• **Tâche à accomplir**:
Poursuivez, s'il vous plaît, le texte sur les revendications territoriales autochtones après sa dernière phrase.

La question des revendications territoriales est si importante qu'elle mérite une attention particulière. Notons, en premier lieu, que chaque tribu a une histoire qui lui est propre et possède sa propre vision de la nature de ses revendications ou encore des stratégies à déployer pour effectuer les démonstrations souhaitées. La condition de chasseurs-cueilleurs des Cris, par exemple, a permis de développer une stratégie de négociation où la notion "d'utilisation des terres" et "d'occupation effective du territoire" prenait un sens particulier par rapport aux finalités poursuivies (la reconnaissance des droits ancestraux, la délimitation des territoires réservés sur lesquels les autochtones possédaient une exclusivité, les territoires d'exploitation partagés, etc.). Cette stratégie n'aurait pas eu le même poids dans le cas d'une nation, vivant à la périphérie d'une grande ville, qui n'aurait à peu près jamais utilisé les territoires environnants pour des fins de subsistance. 

Autre constat à prendre en compte. Certaines nations autochtones ne semblent pas pressées d'entrer immédiatement dans la phase formelle des négociations. Cela tient, à mon avis, à trois raisons principales. D'une part, certaines d'entre elles sont définies par le Québec comme étant des tribus "non conventionnables". De plus, certaines nations considèrent que leurs dossiers ne sont pas suffisamment étoffés. Une troisième raison m'apparaît tout aussi importante. Certains chefs de file amérindiens n'éprouveraient-ils pas le sentiment que les travaux qui sont présentement effectués par différents spécialistes, en étroite collaboration avec les communautés autochtones elles-mêmes, représentent en soi un principe de développement ? En effet, cet exercice permet d'expérimenter, sans cadres préalables trop contraignants, la notion même de projet de société. On sait que chacune des nations autochtones, selon son degré d'avancement par rapport à son intégration dans la société technologique, possède une conception de ce qu'elle est et de ce qu'elle pourrait devenir. Ce devenir, justement, est à bien des égards incertain, tout comme il suscite des prises de position selon qu'on est traditionaliste ou moderniste. Les visions discordantes en ce qui a trait aux stratégies à déployer en ce qui se rapporte soit aux revendications territoriales, ou encore, aux compensations financières, permettent d'expérimenter diverses formules et d'apprécier si, par un leadership éclairé et soutenu, la nation particulière en cause est en mesure de proposer des vues largement majoritaires, susceptibles de mobiliser les énergies nécessaires à leur réalisation. Cette dernière observation nous entraîne, comme naturellement, à commenter la troisième exigence.

• **Données fournies**:
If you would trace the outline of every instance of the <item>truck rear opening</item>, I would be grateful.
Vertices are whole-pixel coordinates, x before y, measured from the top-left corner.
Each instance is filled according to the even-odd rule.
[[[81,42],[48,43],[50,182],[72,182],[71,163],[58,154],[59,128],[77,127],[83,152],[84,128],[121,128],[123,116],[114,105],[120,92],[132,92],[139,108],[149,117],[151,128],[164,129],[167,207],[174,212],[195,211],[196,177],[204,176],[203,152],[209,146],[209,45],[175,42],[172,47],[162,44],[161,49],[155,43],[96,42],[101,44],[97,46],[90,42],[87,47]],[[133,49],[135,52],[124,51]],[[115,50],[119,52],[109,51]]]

• **Résultat obtenu**:
Celle-ci, comme je l'annonçais plus tôt, repose sur la force du leadership autochtone. Cette force se traduit d'abord dans une formation technique adéquate pour être en mesure de bien s'insérer dans les Institutions de la société dominante et de transiger, d'égal à égal, avec les interlocuteurs blancs, dans une grande maturité politique et dans des qualités personnelles de rassembleur et de communicateur et dans des talents de persuasion. Cette compétence dans l'exercice des fonctions de direction permet de créer des ponts entre les factions idéologiques, politiques ou religieuses qui existent parfois sur les réserves, d'amenuiser les divergences dans les points de vue, de susciter des consensus et de soutenir vigoureusement des plans d'action.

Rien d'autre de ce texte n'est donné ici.